**文本摘录**
####

在python中如何处理可变类属性

Question

我正在执行以下Python代码：

class Pet :
    kind = 'dog'    # class variable shared by all instances
    tricks = []

    def __init__(self, name) :
        self.name = name # instance variable unique to each instance
    def changePet(self, newPet) :
        self.kind = newPet
    def addTricks(self, tricks) :
        self.tricks.append(tricks)

pet1 = Pet('mypet')
pet2 = Pet('yourpet')
print 'pet1 kind ::: ', pet1.kind;print 'pet2 kind ::: ', pet2.kind
print 'pet1 name ::: ', pet1.name;print 'pet2 name ::: ', pet2.name

Pet.kind = 'cat'
print 'changed Pet.kind to cat'
print 'pet1 kind ::: ', pet1.kind;print 'pet2 kind ::: ', pet2.kind

#changing pet#1 kind does not change pet#2 kind
pet1.changePet('parrot')
print 'changed pet1.kind to parrot'
print 'pet1 kind ::: ', pet1.kind;print 'pet2 kind ::: ', pet2.kind

pet1.addTricks('imitate')
pet2.addTricks('roll over')

####

**练习题**
根据上面这段关于Python可变类属性的代码，回答以下问题：
1. 类属性 kind 最初被赋予什么值？
2. 调用 changePet 之前，Pet.kind 被直接改成了什么值？
3. pet1 调用 addTricks 时传入的参数是什么？
这些数据行来自另一个出处。

[取自某一合集的条目]
####

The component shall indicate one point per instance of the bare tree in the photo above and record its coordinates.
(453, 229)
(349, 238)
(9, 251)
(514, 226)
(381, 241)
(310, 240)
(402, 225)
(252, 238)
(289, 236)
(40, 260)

####

**练习解答**
1. 'dog'
2. 'cat'
3. 'imitate'